BRIEF - Rewrite the passage on Venn diagrams starting at "A Venn diagram is" and ending at "ovals represent events.", putting "drawing" in place of "picture".

EXCERPT -
----

Suppose there are four red balls and three yellow balls in a box. Three balls are drawn from the box without replacement. What is the probability that one ball of each coloring is selected?

 

Venn Diagram

Venn Diagram

A Venn diagram is a picture that represents the outcomes of an experiment. It generally consists of a box that represents the sample space S together with circles or ovals. The circles or ovals represent events.

Example 3.27

Suppose an experiment has the outcomes 1, 2, 3, . . . , 12 where each outcome has an equal chance of occurring. Let event A = {1, 2, 3, 4, 5, 6} and event B = {6, 7, 8, 9}. Then A AND B = {6} and A OR B = {1, 2, 3, 4, 5, 6, 7, 8, 9}. The Venn diagram is as follows:

Image shows a Venn diagram consisting of two overlapping ovals inside a rectangle. The left oval is labeled A and the right is labeled B. The rectangle is labeled S. Annotations explain that Every outcome in the sample space is listed in the box. The shaded, overlapping area contains any outcome that appears in both events. This area contains six. All outcomes in A are listed in the oval labeled A. The values one, two, three, four, and five lie inside A, but outside the overlapping region. All outcomes in
Figure 3.15
Try It 3.27

Suppose an experiment has outcomes black, white, red, orange, yellow, green, blue, and purple, where each outcome has an equal chance of occurring. Let event C = {green, blue, purple} and event P = {red, yellow, blue}. Then C AND P = {blue} and C OR P = {green, blue, purple, red, yellow}. Draw a Venn diagram representing this situation.

Example 3.28

Flip two fair coins. Let A = tails on the first coin. Let B = tails on the second coin. Then A = {TT, TH} and B = {TT, HT}. Therefore, A AND B = {TT}. A OR B = {TH, TT, HT}.

The sample space when you flip two fair coins is X = {HH, HT, TH, TT}. The outcome HH is in NEITHER A NOR B. The Venn diagram is as follows:

This is a venn diagram. An oval representing set A contains Tails + Heads and Tails + Tails. An oval representing set B also contains Tails + Tails, along with Heads + Tails. The universe S contains Heads + Heads, but this value is not contained in either set A or B.

----

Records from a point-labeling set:

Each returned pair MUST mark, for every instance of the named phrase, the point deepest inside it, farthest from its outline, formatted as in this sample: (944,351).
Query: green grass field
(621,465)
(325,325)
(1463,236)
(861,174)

----

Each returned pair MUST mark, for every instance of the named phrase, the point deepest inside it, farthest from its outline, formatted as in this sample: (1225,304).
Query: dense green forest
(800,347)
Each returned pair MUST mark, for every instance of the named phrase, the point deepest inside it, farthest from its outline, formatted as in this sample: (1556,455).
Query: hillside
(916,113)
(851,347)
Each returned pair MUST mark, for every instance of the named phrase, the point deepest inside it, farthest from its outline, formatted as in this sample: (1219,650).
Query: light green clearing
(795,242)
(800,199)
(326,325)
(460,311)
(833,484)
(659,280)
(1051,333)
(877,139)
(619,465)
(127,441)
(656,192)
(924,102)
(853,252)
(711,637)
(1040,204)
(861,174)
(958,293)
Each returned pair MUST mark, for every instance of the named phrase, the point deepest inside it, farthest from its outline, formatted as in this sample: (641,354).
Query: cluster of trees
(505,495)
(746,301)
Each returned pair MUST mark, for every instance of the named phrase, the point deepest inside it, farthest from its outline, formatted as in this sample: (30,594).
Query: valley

----

RESPONSE BELOW -
A Venn diagram is a drawing that represents the outcomes of an experiment. It generally consists of a box that represents the sample space S together with circles or ovals. The circles or ovals represent events.